- Work task 1: From which clinic was the veterinarian fired, according to the news report?
- Work task 2: Please extract the passage of the news report between "Investigators with the" and "her Facebook account.", inclusive.

=== Source extract ===

A Texas veterinarian who posted a photo on Facebook of herself holding a dead cat with an arrow through its head will not be charged, authorities say.
Austin County District Attorney's Office said Wednesday a grand jury failed to indict Dr. Kristen Lindsey after an investigation into the incident failed to uncover evidence that she broke any laws, CNN reports.
Investigators with the Austin County Sheriff's Office were notified April 17 of the now-deleted Facebook photo that showed Lindsey holding onto an arrow with a dead cat dangling from the end, according to the Houston Chronicle.
“My first bow kill lol,” the post accompanying the photo read. “The only good feral tomcat is one with an arrow through it's head! Vet of the year award...gladly accepted.”
After the photo went viral and generated backlash from animal activists, Lindsey reportedly deleted her Facebook account.
She was also subsequently fired from her job at the Washington Animal Clinic in Brenham.
“We are absolutely appalled, shocked, upset, and disgusted by the conduct,” the clinic said in a statement at the time of her firing. “We have parted ways with Ms. Lindsey. We do not allow such conduct and we condemn it in the strongest possible manner.”
The Austin County Sheriff's Office said they received a hearsay report that the animal was a “potentially rabid stray cat” and that Lindsey likely killed it to protect her own pets, according to KHOU News.
But Amy Hemsell, who spoke to KHOU, said that may not be true. Hemsell said she was a pet sitter for a cat named Tiger who looked remarkably like the cat in Lindsey’s photo.

=== Information supplied ===

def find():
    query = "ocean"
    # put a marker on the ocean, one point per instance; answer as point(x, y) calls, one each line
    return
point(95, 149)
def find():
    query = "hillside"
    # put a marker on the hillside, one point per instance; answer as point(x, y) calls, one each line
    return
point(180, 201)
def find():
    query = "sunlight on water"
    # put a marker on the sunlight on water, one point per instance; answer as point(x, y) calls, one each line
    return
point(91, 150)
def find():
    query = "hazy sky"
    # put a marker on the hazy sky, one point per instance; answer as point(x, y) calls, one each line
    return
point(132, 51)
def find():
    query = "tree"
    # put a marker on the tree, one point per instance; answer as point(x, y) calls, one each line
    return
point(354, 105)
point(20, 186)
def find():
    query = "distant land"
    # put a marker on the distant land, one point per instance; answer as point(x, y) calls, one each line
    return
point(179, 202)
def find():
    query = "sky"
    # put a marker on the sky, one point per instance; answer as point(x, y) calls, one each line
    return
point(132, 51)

===

- Response area 1: The Washington Animal Clinic in Brenham.

- Response area 2:
Investigators with the Austin County Sheriff's Office were notified April 17 of the now-deleted Facebook photo that showed Lindsey holding onto an arrow with a dead cat dangling from the end, according to the Houston Chronicle.
“My first bow kill lol,” the post accompanying the photo read. “The only good feral tomcat is one with an arrow through it's head! Vet of the year award...gladly accepted.”
After the photo went viral and generated backlash from animal activists, Lindsey reportedly deleted her Facebook account.